Paco Ignacio Taibo II
Ciudad Juárez, Chihuahua. Un hombre silencioso cruza la frontera hacia el sur. Lleva una ajada maleta en la mano. En ella, seis botellas de vodka.
Ciudad de México. Muchos años después. Otra ciudad, más al sur. Un gordo periodista está enfundado en una camisa de fuerza. Busca desesperadamente librarse de ella no para conseguir la libertad de los cuerdos, sino para leer una carta.
Managua, Nicaragua, en la época de los contras. Las calles llenas de escombros y barricadas que la resistencia ha puesto antes de ser atacada por el gobierno. Un periodista arrastra a otro por la calle mientras se cubre la cara con un pañuelo, protegiéndose de los gases lacrimógenos. El otro sangra por la boca. Un taxi se les apareja y un hombre de traje blanco los auxilia, sonriendo.
New York, USA. Un hombre entra a su oficina a través de la ventana. Dentro, nadie se sorprende de la excentricidad del jefe que prefiere la salida de emergencia como acceso a una de las oficinas más secretas de la CIA.
Zacatecas, México. Un fotoperiodista judío toma la foto de una corresponsal del AP. Está desando acostarse con ella, pero las tradiciones parecen obstaculizarlo. No recuerda, en ese momento, que alguna vez sangró en Nicaragua.
El norte de México. Un enano con nombre de cantante de música tropical está a punto de secuestrar a otro hombre. Su ayudante es un cavernario enorme, prototipo del matón de película de los 50.
------
# [TAREA 1]
Según el fragmento, ¿qué lleva en la maleta el hombre que cruza la frontera desde Ciudad Juárez?
# [TAREA 2]
Reproduce del fragmento el texto que va desde "Ciudad de México." hasta "los auxilia, sonriendo.".
El listado procede de otra fuente.

# [DATOS DE ORIGEN]
------
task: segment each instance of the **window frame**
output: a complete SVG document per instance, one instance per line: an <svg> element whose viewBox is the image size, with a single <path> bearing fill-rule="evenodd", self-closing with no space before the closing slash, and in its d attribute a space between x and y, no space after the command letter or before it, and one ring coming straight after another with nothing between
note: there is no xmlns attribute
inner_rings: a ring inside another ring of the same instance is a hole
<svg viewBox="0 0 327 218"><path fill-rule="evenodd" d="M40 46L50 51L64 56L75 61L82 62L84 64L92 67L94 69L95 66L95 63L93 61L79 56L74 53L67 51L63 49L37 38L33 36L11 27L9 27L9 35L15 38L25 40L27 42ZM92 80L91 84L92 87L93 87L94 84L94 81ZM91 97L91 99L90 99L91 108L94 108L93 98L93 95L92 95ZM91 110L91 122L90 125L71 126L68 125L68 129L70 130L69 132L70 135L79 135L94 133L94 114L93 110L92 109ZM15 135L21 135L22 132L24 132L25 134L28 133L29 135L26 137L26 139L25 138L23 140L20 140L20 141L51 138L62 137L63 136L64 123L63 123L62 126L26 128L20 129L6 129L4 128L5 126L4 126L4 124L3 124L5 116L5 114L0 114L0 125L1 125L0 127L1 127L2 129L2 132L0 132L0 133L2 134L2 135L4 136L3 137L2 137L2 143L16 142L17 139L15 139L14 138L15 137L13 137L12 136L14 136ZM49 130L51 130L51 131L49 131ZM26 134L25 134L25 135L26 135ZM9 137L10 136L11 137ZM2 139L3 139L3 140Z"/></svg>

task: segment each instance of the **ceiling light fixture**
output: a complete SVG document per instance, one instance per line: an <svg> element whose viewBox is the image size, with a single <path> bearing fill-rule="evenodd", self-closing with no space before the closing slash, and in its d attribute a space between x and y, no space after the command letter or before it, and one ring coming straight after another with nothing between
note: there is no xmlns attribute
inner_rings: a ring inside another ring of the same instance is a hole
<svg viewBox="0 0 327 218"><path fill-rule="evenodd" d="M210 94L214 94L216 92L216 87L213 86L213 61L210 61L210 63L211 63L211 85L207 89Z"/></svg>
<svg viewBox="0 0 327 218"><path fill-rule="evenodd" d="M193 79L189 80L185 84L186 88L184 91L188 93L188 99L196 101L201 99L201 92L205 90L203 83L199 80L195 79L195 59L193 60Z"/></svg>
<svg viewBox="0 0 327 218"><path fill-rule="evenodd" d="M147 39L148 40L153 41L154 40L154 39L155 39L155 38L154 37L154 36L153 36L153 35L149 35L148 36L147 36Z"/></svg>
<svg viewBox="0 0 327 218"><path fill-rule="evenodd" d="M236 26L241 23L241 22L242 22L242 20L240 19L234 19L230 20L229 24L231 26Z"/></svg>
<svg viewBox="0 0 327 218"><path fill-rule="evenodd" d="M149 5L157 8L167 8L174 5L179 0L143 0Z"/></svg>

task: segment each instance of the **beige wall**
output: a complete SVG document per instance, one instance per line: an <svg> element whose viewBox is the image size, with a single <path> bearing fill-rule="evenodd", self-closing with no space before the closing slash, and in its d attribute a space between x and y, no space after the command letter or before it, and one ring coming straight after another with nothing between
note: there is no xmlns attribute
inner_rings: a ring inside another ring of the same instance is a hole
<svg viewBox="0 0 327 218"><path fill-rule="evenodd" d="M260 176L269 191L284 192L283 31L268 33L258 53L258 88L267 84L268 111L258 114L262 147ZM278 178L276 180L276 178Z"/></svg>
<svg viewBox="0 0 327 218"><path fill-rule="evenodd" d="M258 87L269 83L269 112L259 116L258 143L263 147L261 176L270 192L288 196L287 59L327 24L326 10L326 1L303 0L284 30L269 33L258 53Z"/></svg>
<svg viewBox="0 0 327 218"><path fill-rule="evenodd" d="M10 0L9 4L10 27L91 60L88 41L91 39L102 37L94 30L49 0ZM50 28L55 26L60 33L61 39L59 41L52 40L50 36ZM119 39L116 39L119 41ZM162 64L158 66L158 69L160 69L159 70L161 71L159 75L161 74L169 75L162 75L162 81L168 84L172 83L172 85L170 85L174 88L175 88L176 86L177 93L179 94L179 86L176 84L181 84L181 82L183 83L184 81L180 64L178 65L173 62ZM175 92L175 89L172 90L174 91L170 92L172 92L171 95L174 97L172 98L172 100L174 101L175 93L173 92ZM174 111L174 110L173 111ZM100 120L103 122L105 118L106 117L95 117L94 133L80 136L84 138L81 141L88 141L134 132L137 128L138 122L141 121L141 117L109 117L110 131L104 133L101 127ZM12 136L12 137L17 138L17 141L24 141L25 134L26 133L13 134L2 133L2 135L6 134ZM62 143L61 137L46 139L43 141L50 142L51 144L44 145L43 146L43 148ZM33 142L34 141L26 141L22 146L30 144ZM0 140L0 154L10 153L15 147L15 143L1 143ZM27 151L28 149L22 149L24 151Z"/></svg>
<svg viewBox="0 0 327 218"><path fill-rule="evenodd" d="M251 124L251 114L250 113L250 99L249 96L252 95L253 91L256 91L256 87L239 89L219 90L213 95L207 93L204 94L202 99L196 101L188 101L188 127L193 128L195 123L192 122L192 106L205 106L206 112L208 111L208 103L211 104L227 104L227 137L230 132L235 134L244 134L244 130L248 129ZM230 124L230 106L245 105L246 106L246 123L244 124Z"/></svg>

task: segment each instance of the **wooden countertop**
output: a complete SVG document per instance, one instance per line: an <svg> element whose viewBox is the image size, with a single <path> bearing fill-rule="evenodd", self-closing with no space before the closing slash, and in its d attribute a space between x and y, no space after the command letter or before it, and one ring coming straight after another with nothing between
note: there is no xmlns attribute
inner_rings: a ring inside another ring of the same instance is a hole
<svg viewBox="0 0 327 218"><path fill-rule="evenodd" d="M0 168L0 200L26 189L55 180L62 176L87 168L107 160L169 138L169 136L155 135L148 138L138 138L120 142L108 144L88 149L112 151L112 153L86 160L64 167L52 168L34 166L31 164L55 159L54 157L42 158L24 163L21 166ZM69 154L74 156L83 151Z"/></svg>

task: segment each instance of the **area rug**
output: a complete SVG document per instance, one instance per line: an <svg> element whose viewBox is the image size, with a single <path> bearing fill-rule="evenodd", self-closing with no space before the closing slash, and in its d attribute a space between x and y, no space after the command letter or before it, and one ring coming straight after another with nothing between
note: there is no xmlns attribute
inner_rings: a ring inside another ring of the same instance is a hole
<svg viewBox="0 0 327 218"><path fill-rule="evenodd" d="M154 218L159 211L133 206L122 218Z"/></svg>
------
# [RESPUESTA 1]
Seis botellas de vodka.

# [RESPUESTA 2]
Ciudad de México. Muchos años después. Otra ciudad, más al sur. Un gordo periodista está enfundado en una camisa de fuerza. Busca desesperadamente librarse de ella no para conseguir la libertad de los cuerdos, sino para leer una carta.
Managua, Nicaragua, en la época de los contras. Las calles llenas de escombros y barricadas que la resistencia ha puesto antes de ser atacada por el gobierno. Un periodista arrastra a otro por la calle mientras se cubre la cara con un pañuelo, protegiéndose de los gases lacrimógenos. El otro sangra por la boca. Un taxi se les apareja y un hombre de traje blanco los auxilia, sonriendo.